Live at the Howard Theatre is a live album by the P-Funk spin-off act, the Brides of Funkenstein. The album was recorded on November 1 and 2, 1978, at the Howard Theatre in Washington D.C. The album was released by P-Vine Records in Japan on October 25, 1994, Sequel Records in the UK, and AEM Records in the U.S.  The album was produced by George Clinton for Black Dog Records and A Scoop of Poop productions.

Track listing
"Introduction"
"War Ship Touchante" (Archie Ivy, Bernie Worrell, George Clinton)
"Birdie" (Garry Shider, George Clinton, Rodney Curtis, Ron Dunbar)
"Ride On" (Bernie Worrell, William Collins, George Clinton)
"Brides Maids" (George Clinton)
"Vanish in Our Sleep" (William Collins)
"Together" (Bernie Worrell, William Collins, George Clinton)

▶ **Information shown**:
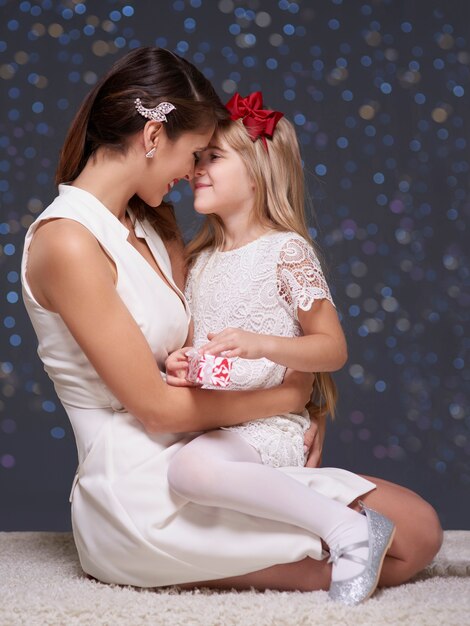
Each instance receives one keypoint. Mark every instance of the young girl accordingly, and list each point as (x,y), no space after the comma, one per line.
(257,292)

▶ **What you need to do**: Can you write out the passage about the Brides of Funkenstein's Live at the Howard Theatre word for word, from its opening sentence through the final line of its track listing?

▶ **Solution to this task**:
Live at the Howard Theatre is a live album by the P-Funk spin-off act, the Brides of Funkenstein. The album was recorded on November 1 and 2, 1978, at the Howard Theatre in Washington D.C. The album was released by P-Vine Records in Japan on October 25, 1994, Sequel Records in the UK, and AEM Records in the U.S.  The album was produced by George Clinton for Black Dog Records and A Scoop of Poop productions.

Track listing
"Introduction"
"War Ship Touchante" (Archie Ivy, Bernie Worrell, George Clinton)
"Birdie" (Garry Shider, George Clinton, Rodney Curtis, Ron Dunbar)
"Ride On" (Bernie Worrell, William Collins, George Clinton)
"Brides Maids" (George Clinton)
"Vanish in Our Sleep" (William Collins)
"Together" (Bernie Worrell, William Collins, George Clinton)